YOUR GOAL |
Please gather every line below that contains the string "instance", and copy each one.

(Raw records)
#####

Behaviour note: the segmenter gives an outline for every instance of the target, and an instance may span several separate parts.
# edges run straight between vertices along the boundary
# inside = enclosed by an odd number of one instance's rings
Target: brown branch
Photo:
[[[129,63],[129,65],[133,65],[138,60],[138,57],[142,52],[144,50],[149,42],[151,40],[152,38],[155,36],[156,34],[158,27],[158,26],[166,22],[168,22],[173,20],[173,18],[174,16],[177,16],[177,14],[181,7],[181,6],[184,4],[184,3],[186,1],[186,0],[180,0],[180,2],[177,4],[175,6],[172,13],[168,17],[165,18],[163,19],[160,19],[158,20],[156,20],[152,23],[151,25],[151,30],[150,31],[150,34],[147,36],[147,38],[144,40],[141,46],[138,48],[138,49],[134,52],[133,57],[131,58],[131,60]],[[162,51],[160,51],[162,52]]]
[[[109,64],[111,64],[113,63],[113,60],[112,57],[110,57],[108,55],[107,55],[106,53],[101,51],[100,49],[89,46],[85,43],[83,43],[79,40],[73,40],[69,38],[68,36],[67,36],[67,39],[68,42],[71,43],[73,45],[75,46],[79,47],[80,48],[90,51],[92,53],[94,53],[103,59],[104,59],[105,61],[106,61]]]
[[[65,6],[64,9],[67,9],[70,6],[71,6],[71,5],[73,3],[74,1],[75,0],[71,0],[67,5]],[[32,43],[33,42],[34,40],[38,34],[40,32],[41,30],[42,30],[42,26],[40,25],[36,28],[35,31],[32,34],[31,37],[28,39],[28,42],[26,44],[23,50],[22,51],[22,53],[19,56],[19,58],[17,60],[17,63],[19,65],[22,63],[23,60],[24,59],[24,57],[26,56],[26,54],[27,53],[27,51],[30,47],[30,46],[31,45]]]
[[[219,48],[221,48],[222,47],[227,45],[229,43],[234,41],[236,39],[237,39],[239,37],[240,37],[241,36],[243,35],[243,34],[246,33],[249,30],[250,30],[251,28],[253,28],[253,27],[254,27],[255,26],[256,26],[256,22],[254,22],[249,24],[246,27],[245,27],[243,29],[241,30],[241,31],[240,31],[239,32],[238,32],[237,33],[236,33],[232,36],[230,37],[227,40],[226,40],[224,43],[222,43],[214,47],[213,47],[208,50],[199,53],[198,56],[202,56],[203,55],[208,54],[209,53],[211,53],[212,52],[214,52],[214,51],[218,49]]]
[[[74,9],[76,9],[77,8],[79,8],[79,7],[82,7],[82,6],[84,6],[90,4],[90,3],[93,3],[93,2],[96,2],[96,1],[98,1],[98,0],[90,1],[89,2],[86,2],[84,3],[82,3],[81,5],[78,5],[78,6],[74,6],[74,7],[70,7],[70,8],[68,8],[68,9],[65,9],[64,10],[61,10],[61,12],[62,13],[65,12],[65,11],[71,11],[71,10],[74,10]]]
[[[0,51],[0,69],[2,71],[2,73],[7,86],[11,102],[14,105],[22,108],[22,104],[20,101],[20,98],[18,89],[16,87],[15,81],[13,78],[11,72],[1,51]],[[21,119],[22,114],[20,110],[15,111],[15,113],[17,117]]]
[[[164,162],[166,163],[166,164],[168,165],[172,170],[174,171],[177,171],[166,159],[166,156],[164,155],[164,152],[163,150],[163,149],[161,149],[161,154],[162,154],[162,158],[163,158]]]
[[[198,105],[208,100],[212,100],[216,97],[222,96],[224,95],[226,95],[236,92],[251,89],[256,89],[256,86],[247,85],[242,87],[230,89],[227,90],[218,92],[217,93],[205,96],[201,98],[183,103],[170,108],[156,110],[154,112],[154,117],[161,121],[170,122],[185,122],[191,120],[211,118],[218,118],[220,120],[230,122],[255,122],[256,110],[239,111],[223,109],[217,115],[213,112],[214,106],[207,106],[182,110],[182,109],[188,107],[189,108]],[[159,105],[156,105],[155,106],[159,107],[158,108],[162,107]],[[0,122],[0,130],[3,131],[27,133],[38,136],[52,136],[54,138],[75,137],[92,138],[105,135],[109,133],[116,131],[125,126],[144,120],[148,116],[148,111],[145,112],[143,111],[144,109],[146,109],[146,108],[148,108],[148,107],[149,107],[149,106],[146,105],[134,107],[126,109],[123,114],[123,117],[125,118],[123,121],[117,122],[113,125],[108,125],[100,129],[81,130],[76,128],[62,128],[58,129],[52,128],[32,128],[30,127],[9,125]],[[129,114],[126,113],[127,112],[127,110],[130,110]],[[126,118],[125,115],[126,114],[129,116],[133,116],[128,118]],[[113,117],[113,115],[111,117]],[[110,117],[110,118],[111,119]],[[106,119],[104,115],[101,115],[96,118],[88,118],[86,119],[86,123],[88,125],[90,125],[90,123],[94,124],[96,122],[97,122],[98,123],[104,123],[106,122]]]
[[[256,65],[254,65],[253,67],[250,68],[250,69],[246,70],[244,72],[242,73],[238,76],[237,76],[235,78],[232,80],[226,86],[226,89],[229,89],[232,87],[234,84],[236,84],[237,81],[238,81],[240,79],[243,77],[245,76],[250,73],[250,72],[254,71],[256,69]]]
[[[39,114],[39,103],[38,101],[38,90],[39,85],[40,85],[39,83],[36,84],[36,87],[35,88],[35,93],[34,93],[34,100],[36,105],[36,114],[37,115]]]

#####

EXPECTED ANSWER |
Behaviour note: the segmenter gives an outline for every instance of the target, and an instance may span several separate parts.
# inside = enclosed by an odd number of one instance's rings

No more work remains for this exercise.